Object pointing dataset rows
···

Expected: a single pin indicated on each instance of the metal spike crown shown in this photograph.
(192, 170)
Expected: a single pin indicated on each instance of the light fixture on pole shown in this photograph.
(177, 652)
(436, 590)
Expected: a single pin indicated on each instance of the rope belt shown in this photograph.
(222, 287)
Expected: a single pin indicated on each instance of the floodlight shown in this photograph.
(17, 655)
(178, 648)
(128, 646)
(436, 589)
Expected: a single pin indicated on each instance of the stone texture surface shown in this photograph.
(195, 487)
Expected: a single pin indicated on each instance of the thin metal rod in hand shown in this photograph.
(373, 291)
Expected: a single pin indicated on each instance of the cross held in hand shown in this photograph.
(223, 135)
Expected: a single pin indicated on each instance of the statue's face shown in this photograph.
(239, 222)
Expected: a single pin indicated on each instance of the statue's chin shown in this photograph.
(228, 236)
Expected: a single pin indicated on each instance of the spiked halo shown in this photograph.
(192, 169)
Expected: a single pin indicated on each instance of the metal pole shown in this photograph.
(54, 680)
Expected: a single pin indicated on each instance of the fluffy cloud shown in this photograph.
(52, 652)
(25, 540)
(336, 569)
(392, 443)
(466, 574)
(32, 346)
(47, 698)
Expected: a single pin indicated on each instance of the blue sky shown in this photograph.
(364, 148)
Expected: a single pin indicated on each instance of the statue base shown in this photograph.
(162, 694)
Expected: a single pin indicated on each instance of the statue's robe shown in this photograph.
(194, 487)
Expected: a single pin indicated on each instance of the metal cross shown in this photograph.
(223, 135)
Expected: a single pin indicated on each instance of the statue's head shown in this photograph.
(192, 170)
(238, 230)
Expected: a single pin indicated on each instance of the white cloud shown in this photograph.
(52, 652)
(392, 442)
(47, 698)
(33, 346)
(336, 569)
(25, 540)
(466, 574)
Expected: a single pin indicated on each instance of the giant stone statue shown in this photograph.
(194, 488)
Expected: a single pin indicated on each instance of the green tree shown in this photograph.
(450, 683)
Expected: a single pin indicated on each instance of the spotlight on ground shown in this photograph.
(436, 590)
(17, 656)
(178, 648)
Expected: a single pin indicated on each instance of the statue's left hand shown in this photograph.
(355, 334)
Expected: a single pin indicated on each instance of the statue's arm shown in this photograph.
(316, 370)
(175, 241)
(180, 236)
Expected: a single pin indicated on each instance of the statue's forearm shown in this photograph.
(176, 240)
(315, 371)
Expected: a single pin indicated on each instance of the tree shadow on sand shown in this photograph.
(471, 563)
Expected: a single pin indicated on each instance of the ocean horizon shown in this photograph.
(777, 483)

···

— WRITTEN REQUEST —
Output the records above in their entirety, exactly.

— SOLUTION TO THIS PROBLEM —
Expected: a single pin indicated on each instance of the metal spike crown shown in this photograph.
(192, 170)
Expected: a single pin indicated on each instance of the light fixture on pole shown in this photograph.
(177, 652)
(436, 590)
Expected: a single pin indicated on each instance of the rope belt shown in this photograph.
(222, 287)
Expected: a single pin indicated on each instance of the floodlight shown in this photograph.
(17, 655)
(178, 648)
(128, 646)
(436, 589)
Expected: a single pin indicated on each instance of the stone texture surface shown in this photograph.
(195, 487)
Expected: a single pin indicated on each instance of the thin metal rod in hand shown in this photograph.
(373, 291)
Expected: a single pin indicated on each instance of the cross held in hand shown in this photograph.
(223, 135)
Expected: a single pin indicated on each instance of the statue's face shown in this photograph.
(239, 222)
Expected: a single pin indicated on each instance of the statue's chin shown in this photograph.
(228, 236)
Expected: a single pin indicated on each instance of the spiked halo shown in this photograph.
(192, 169)
Expected: a single pin indicated on each instance of the metal pole shown in this photograph.
(54, 680)
Expected: a single pin indicated on each instance of the fluffy cloud shown in this photograph.
(52, 652)
(25, 540)
(336, 569)
(392, 443)
(466, 574)
(32, 346)
(47, 698)
Expected: a single pin indicated on each instance of the blue sky shown in this photograph.
(364, 148)
Expected: a single pin indicated on each instance of the statue base shown in this photograph.
(162, 694)
Expected: a single pin indicated on each instance of the statue's robe shown in this photograph.
(194, 487)
Expected: a single pin indicated on each instance of the metal cross shown in this photograph.
(223, 135)
Expected: a single pin indicated on each instance of the statue's head shown in this photograph.
(192, 170)
(238, 230)
Expected: a single pin indicated on each instance of the white cloud shown in this photograph.
(52, 652)
(392, 442)
(47, 698)
(33, 346)
(336, 569)
(25, 540)
(466, 574)
Expected: a single pin indicated on each instance of the giant stone statue shown in this photograph.
(194, 488)
Expected: a single pin indicated on each instance of the green tree shown in this photograph.
(450, 683)
Expected: a single pin indicated on each instance of the spotlight on ground shown in this photograph.
(436, 590)
(17, 656)
(178, 648)
Expected: a single pin indicated on each instance of the statue's left hand shown in this photograph.
(355, 334)
Expected: a single pin indicated on each instance of the statue's arm shown in this photograph.
(316, 370)
(175, 241)
(180, 236)
Expected: a single pin indicated on each instance of the statue's forearm shown in this photograph.
(176, 240)
(315, 371)
Expected: a single pin indicated on each instance of the tree shadow on sand shown in this photograph.
(471, 563)
Expected: a single pin indicated on each instance of the ocean horizon shown in this photograph.
(777, 483)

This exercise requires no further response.